EXERCISE DETAILS: Identify each line of the entries below that contains the word "church", and copy those lines in full. Letter case counts when matching.

PROVIDED ENTRIES:
- - -

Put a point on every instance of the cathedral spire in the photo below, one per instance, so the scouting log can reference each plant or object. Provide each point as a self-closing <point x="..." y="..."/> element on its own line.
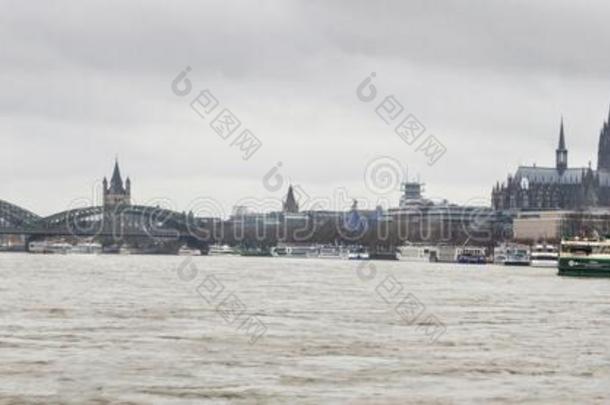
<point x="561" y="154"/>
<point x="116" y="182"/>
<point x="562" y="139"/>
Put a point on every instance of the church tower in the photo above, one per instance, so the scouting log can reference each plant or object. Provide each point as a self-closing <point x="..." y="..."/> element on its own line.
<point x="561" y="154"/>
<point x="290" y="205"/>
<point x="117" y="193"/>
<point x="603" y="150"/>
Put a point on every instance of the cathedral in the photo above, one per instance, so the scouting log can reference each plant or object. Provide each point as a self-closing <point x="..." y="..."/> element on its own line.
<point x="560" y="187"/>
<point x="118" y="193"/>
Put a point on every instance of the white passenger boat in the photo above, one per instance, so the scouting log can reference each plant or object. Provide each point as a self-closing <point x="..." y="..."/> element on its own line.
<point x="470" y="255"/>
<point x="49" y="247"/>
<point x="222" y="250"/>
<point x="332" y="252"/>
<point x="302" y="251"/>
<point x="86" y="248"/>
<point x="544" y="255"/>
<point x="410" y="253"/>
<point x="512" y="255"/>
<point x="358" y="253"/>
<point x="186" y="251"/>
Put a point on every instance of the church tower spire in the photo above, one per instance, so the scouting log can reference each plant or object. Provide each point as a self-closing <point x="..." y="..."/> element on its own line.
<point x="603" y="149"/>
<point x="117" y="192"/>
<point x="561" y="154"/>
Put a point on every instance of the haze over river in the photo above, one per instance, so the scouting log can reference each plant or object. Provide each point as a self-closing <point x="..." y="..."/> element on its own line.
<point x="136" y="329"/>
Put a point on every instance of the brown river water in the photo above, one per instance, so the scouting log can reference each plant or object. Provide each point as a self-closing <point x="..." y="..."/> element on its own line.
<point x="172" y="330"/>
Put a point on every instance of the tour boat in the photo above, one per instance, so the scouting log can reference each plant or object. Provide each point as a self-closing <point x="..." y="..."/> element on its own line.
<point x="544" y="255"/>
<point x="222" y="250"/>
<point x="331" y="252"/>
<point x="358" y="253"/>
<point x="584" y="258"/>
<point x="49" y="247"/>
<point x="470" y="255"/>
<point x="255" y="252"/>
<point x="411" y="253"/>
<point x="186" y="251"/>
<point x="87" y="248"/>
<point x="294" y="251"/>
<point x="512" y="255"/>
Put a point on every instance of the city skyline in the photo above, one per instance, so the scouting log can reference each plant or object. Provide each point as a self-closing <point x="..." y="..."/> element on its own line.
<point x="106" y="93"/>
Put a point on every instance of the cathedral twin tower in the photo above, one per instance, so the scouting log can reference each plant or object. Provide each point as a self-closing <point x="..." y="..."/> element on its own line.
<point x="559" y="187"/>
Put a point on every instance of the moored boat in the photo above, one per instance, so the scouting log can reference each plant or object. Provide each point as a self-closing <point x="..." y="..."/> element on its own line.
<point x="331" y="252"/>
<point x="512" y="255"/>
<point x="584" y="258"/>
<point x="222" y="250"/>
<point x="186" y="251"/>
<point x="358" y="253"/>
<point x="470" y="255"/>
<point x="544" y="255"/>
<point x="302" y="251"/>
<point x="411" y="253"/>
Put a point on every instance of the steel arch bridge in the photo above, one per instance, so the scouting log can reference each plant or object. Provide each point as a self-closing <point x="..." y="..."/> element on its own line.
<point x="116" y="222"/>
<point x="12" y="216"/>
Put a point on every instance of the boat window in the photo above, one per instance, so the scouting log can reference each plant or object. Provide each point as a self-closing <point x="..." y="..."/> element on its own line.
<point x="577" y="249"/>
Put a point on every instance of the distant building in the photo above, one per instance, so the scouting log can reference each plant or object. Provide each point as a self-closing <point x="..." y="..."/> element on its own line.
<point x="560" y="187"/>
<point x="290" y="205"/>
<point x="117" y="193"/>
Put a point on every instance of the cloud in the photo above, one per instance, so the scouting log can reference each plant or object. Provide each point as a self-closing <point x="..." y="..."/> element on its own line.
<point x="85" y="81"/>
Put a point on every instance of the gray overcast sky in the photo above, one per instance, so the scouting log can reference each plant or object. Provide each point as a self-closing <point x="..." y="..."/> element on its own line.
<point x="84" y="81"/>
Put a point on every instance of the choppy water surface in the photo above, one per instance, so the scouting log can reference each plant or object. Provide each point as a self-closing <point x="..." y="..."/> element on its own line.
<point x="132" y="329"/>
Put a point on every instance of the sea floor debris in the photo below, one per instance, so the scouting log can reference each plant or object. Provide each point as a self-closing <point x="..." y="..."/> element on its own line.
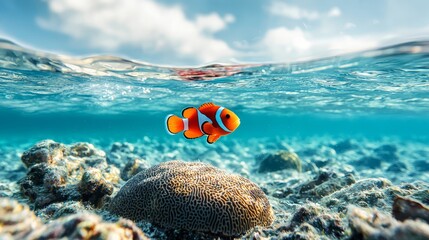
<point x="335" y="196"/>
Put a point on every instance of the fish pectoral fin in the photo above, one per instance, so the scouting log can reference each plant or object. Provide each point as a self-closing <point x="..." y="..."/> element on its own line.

- - -

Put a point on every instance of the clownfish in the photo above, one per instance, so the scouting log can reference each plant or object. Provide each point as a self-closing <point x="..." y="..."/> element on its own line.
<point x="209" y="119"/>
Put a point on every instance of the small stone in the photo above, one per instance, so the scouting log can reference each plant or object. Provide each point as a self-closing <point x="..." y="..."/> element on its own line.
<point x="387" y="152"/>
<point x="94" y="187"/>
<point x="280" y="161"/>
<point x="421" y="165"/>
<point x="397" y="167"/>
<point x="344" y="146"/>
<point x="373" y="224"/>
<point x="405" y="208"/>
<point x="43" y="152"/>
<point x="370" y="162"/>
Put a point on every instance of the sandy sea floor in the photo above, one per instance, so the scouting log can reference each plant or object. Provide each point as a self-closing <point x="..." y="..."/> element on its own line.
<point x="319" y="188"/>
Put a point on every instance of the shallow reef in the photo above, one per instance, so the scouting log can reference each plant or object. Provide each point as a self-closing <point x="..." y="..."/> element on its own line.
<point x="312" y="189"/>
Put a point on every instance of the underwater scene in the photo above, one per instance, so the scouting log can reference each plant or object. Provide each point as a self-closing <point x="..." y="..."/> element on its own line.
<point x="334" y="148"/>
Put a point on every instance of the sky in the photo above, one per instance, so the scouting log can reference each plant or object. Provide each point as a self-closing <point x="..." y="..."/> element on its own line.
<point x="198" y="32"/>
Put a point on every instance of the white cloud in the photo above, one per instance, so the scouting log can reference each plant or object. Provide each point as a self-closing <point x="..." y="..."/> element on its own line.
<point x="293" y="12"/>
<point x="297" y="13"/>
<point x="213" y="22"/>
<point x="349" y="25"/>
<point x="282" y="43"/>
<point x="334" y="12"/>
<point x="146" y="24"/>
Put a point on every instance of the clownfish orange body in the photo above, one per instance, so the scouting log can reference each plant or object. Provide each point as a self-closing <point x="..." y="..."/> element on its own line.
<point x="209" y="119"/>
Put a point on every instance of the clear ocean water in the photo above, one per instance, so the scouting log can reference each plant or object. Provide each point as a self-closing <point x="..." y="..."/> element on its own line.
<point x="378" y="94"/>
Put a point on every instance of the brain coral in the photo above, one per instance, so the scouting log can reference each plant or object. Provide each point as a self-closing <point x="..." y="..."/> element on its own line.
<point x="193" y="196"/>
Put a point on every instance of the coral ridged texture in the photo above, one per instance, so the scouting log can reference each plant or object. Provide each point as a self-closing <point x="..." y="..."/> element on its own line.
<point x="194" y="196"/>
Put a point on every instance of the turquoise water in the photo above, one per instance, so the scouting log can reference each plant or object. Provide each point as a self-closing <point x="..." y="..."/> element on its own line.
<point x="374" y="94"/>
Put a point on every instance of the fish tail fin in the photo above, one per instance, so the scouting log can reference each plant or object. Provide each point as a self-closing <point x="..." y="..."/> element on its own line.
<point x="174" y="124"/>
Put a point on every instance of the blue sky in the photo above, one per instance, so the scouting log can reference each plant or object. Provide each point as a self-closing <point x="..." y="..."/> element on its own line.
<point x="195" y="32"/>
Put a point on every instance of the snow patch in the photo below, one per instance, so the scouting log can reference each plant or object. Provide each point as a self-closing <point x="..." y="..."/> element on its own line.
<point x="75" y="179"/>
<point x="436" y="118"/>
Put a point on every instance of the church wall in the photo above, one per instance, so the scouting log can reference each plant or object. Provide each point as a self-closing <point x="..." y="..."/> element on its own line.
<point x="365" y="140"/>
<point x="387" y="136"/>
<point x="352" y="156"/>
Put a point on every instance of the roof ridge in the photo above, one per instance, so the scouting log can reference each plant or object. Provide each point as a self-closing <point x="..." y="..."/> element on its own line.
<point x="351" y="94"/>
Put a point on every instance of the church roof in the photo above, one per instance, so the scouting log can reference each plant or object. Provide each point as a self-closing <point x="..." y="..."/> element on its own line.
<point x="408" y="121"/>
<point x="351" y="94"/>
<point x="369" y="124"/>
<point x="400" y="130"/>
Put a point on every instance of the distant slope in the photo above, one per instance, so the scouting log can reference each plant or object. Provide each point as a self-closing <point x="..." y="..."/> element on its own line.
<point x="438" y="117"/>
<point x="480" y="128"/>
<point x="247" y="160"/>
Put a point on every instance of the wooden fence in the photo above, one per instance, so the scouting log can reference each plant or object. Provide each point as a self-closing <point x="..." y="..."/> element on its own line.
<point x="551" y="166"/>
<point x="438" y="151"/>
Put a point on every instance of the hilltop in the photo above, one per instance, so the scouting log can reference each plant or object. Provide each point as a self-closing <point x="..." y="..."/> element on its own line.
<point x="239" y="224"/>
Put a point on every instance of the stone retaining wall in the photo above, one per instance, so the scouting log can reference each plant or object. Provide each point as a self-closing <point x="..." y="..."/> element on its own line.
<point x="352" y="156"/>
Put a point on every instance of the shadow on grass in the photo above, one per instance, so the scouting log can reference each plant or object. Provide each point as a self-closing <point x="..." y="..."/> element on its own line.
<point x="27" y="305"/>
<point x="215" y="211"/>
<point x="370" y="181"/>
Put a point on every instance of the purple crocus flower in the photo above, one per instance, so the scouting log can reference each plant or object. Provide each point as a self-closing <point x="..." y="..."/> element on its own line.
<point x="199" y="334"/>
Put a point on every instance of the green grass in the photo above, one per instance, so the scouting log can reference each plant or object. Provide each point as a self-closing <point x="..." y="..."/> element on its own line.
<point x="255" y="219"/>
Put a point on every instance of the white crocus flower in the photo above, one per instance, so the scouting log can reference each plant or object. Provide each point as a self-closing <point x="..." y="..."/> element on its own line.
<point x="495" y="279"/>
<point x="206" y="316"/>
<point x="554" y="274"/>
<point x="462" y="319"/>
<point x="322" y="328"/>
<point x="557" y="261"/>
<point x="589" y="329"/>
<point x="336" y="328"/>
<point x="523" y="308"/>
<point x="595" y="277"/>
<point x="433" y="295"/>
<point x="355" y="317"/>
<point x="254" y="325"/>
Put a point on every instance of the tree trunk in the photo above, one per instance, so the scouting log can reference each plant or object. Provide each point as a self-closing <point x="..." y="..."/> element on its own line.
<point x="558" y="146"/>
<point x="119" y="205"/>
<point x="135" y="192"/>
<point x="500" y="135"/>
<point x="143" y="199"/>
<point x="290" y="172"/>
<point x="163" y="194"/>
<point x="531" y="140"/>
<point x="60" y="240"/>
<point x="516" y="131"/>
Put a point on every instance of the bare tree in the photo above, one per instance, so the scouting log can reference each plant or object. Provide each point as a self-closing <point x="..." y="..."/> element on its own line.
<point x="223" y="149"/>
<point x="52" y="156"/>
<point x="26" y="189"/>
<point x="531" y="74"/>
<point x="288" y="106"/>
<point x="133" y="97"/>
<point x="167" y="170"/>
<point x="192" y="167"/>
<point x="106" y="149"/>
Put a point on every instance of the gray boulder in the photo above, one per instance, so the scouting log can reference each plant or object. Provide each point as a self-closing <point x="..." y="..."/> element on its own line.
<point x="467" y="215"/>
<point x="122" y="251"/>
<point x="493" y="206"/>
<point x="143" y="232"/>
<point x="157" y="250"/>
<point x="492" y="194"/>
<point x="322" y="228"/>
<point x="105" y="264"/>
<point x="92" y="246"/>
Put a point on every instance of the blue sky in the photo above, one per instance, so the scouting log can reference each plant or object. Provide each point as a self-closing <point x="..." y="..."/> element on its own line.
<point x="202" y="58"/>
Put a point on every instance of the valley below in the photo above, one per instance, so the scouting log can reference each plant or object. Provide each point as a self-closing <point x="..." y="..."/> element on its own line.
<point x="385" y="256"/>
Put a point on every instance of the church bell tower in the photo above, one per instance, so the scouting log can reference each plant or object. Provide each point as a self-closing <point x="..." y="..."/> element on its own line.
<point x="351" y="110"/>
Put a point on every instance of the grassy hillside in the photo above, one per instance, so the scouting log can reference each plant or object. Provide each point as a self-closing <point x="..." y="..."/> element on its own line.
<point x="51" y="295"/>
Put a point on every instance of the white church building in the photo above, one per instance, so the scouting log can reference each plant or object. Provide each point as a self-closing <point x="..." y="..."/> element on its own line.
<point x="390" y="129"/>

- - -

ANSWER TO THIS TASK:
Put a point on every instance of the church tower in the photo above, one per instance, so the scouting log can reference each plant or object. Provide each point as a self-closing <point x="..." y="..."/> element on its own line.
Put a point on every instance of the church tower spire in the photo above, one per instance, so the scouting log can reference each plant or object. Provide each point as a self-closing <point x="..." y="..."/> element on its own line.
Put a point on every instance of the church wall in the photo above, one per instance, so the scouting log can reference each plant or object. Provide each point as a self-closing <point x="..." y="..."/> element on its own line.
Put a point on every instance of the church roof in the photo above, one per instance, so the scouting log can reference each plant or object. Provide each point as a self-closing <point x="..." y="..."/> element on its own line.
Put a point on every instance of the church bell tower in the photo above, one per instance, so the scouting log can reference each plant or object. Provide each point as a self-closing <point x="..." y="..."/> element on its own line.
Put a point on every instance of the white church building in the photo above, one per instance, so the scouting log can reference each plant or object. Provide each point as a self-closing <point x="..." y="..."/> element on its own line.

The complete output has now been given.